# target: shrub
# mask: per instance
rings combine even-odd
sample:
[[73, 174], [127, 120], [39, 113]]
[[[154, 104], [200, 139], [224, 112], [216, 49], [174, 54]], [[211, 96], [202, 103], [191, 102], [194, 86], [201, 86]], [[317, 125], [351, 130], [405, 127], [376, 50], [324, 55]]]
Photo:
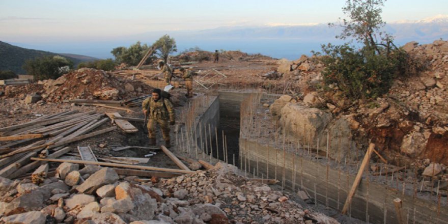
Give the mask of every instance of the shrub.
[[117, 64], [111, 59], [97, 60], [93, 62], [86, 62], [79, 63], [78, 68], [91, 68], [104, 71], [112, 71], [115, 69]]
[[18, 77], [14, 72], [11, 70], [0, 71], [0, 80], [10, 79]]
[[45, 56], [27, 60], [23, 66], [35, 80], [55, 79], [72, 67], [73, 63], [61, 56]]

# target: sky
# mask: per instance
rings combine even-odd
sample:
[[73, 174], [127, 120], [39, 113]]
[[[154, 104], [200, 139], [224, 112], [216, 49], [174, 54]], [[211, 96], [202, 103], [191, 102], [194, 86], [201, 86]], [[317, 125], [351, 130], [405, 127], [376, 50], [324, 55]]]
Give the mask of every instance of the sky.
[[[344, 17], [341, 8], [345, 3], [336, 0], [0, 0], [0, 41], [50, 49], [53, 43], [59, 44], [58, 50], [63, 50], [64, 43], [81, 46], [87, 42], [110, 45], [145, 42], [125, 41], [122, 37], [151, 32], [327, 23]], [[393, 22], [437, 15], [448, 15], [448, 0], [389, 0], [384, 2], [382, 16], [384, 21]], [[91, 50], [92, 48], [94, 46], [89, 47]]]

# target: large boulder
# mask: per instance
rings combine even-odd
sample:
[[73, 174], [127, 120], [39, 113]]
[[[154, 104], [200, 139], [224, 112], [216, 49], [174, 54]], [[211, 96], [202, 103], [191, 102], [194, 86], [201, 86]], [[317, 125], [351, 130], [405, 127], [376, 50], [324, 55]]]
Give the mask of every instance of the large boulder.
[[76, 190], [81, 193], [92, 194], [97, 189], [115, 183], [120, 179], [114, 169], [105, 167], [93, 174], [84, 183], [78, 186]]
[[282, 109], [280, 123], [291, 140], [315, 145], [316, 138], [331, 120], [331, 115], [316, 108], [289, 103]]
[[426, 147], [427, 142], [427, 140], [423, 134], [414, 131], [404, 136], [400, 150], [401, 152], [405, 153], [413, 158], [423, 151]]

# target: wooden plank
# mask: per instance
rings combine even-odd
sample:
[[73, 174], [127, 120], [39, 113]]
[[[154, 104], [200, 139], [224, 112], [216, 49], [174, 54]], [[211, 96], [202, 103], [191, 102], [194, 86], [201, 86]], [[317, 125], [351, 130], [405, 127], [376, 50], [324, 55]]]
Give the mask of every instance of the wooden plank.
[[202, 166], [204, 166], [204, 168], [207, 170], [212, 169], [215, 167], [215, 166], [209, 163], [208, 162], [206, 162], [205, 161], [201, 160], [201, 159], [200, 159], [198, 162], [199, 162], [200, 163], [202, 164]]
[[112, 120], [112, 122], [115, 122], [120, 128], [123, 129], [126, 133], [135, 133], [138, 131], [138, 129], [129, 123], [129, 121], [124, 120], [116, 120], [115, 118], [120, 118], [121, 115], [117, 112], [115, 113], [106, 113], [106, 115]]
[[117, 148], [113, 149], [112, 150], [115, 151], [122, 151], [122, 150], [125, 150], [126, 149], [134, 149], [134, 148], [143, 149], [150, 149], [152, 150], [159, 150], [160, 149], [160, 147], [143, 147], [142, 146], [124, 146], [123, 147]]
[[367, 152], [366, 152], [366, 155], [364, 156], [364, 159], [362, 159], [361, 166], [359, 166], [358, 174], [356, 174], [356, 177], [355, 178], [353, 184], [352, 185], [352, 188], [350, 189], [347, 200], [345, 201], [345, 204], [344, 205], [344, 208], [342, 208], [342, 211], [341, 212], [341, 213], [344, 214], [347, 213], [348, 207], [352, 202], [352, 199], [353, 197], [353, 195], [355, 194], [356, 188], [358, 188], [359, 182], [361, 181], [361, 178], [362, 177], [362, 173], [364, 172], [364, 170], [366, 168], [366, 166], [369, 164], [369, 160], [370, 160], [370, 156], [372, 155], [372, 153], [373, 152], [373, 150], [374, 149], [375, 144], [371, 143], [370, 145], [369, 145], [369, 148], [367, 149]]
[[53, 148], [55, 148], [58, 146], [63, 146], [66, 144], [68, 144], [69, 143], [71, 143], [74, 142], [78, 141], [80, 140], [82, 140], [85, 138], [88, 138], [91, 137], [93, 137], [94, 136], [98, 135], [101, 134], [103, 134], [106, 132], [108, 132], [110, 131], [113, 131], [117, 129], [117, 127], [110, 127], [109, 128], [105, 128], [102, 130], [100, 130], [99, 131], [96, 131], [92, 133], [90, 133], [89, 134], [85, 134], [83, 135], [78, 136], [76, 137], [74, 137], [71, 139], [69, 139], [67, 140], [64, 140], [60, 142], [58, 142], [55, 143], [53, 145], [50, 145], [48, 146], [48, 149], [52, 149]]
[[185, 171], [191, 171], [188, 166], [185, 165], [185, 164], [177, 158], [177, 157], [173, 154], [171, 151], [169, 150], [164, 146], [160, 146], [160, 148], [162, 149], [162, 151], [163, 151], [163, 152], [165, 153], [165, 154], [166, 154], [166, 155], [168, 156], [168, 157], [170, 157], [170, 158], [171, 159], [171, 160], [173, 160], [173, 161], [174, 162], [179, 168]]
[[126, 117], [121, 117], [120, 118], [115, 118], [115, 120], [124, 120], [128, 121], [136, 121], [137, 122], [145, 122], [145, 119], [143, 118], [128, 118]]
[[60, 122], [61, 121], [67, 121], [68, 120], [70, 120], [72, 118], [74, 118], [76, 117], [78, 117], [81, 115], [83, 115], [85, 114], [91, 114], [94, 112], [85, 112], [83, 113], [79, 113], [73, 115], [70, 115], [67, 117], [64, 117], [62, 118], [55, 118], [50, 119], [44, 120], [38, 120], [35, 121], [31, 121], [30, 122], [27, 122], [24, 124], [20, 124], [16, 125], [13, 125], [11, 126], [6, 127], [4, 128], [0, 128], [0, 132], [5, 132], [11, 131], [13, 130], [18, 129], [19, 128], [21, 128], [25, 127], [28, 127], [30, 125], [33, 125], [35, 124], [39, 124], [40, 125], [46, 125], [47, 124], [54, 124], [55, 123]]
[[98, 159], [97, 159], [96, 156], [95, 156], [95, 154], [92, 151], [90, 146], [78, 146], [78, 152], [79, 152], [79, 155], [81, 155], [81, 159], [83, 160], [98, 161]]
[[122, 107], [121, 107], [121, 106], [108, 106], [108, 105], [107, 105], [101, 104], [99, 104], [99, 103], [92, 103], [92, 106], [101, 106], [101, 107], [102, 107], [111, 108], [112, 108], [112, 109], [120, 109], [120, 110], [126, 110], [126, 111], [127, 113], [132, 113], [132, 112], [133, 112], [133, 110], [131, 110], [131, 109], [128, 109], [127, 108]]
[[0, 142], [2, 141], [10, 141], [13, 140], [22, 140], [29, 138], [37, 138], [43, 137], [42, 134], [22, 134], [21, 135], [7, 136], [6, 137], [0, 137]]
[[114, 163], [111, 162], [94, 162], [93, 161], [84, 161], [84, 160], [77, 160], [74, 159], [44, 159], [41, 158], [36, 158], [33, 157], [31, 158], [32, 160], [40, 160], [40, 161], [48, 161], [49, 162], [71, 162], [72, 163], [79, 163], [79, 164], [89, 164], [89, 165], [99, 165], [104, 166], [112, 166], [112, 167], [121, 167], [124, 168], [130, 168], [133, 169], [139, 169], [139, 170], [148, 170], [148, 171], [164, 171], [166, 172], [171, 172], [171, 173], [178, 173], [181, 174], [191, 174], [193, 172], [192, 171], [185, 171], [183, 170], [176, 170], [176, 169], [172, 169], [169, 168], [159, 168], [154, 166], [146, 166], [144, 165], [127, 165], [125, 164], [119, 164], [119, 163]]
[[114, 170], [119, 175], [138, 176], [139, 177], [157, 177], [161, 178], [171, 178], [179, 177], [182, 174], [176, 173], [157, 172], [156, 171], [147, 171], [130, 169], [114, 169]]
[[36, 155], [37, 155], [37, 152], [30, 152], [24, 156], [22, 156], [15, 162], [3, 168], [0, 170], [0, 177], [8, 178], [9, 175], [16, 172], [20, 166], [24, 165], [25, 163], [28, 163], [30, 161], [30, 159], [33, 156], [36, 156]]
[[[55, 159], [68, 153], [70, 150], [71, 150], [71, 148], [65, 147], [63, 149], [57, 151], [56, 152], [54, 152], [54, 153], [48, 155], [48, 156], [47, 156], [47, 158], [50, 159]], [[48, 162], [46, 161], [35, 161], [22, 166], [16, 172], [14, 172], [14, 174], [10, 175], [9, 177], [11, 179], [15, 178], [16, 177], [25, 174], [26, 173], [28, 173], [29, 171], [41, 165], [42, 164], [46, 163], [47, 162]]]
[[31, 181], [35, 184], [39, 185], [44, 182], [48, 174], [48, 163], [41, 165], [31, 175]]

Your objective | Rewrite the lines from the one containing "# target: wooden plank" through the one containing "163], [202, 164]]", changing "wooden plank" to "timber board" and leaving everything else unchanged.

Exercise response |
# target: timber board
# mask: per instance
rings combine even-odd
sample:
[[73, 174], [127, 120], [39, 113]]
[[[154, 104], [200, 139], [224, 112], [216, 49], [174, 54]], [[211, 96], [202, 103], [191, 102], [194, 86], [201, 86]], [[317, 125], [351, 130], [405, 127], [376, 50], [324, 55]]]
Give the mask of every instance of the timber board.
[[202, 166], [204, 166], [204, 168], [207, 170], [212, 169], [215, 167], [215, 166], [209, 163], [208, 162], [206, 162], [205, 161], [201, 160], [201, 159], [200, 159], [198, 162], [199, 162], [200, 163], [202, 164]]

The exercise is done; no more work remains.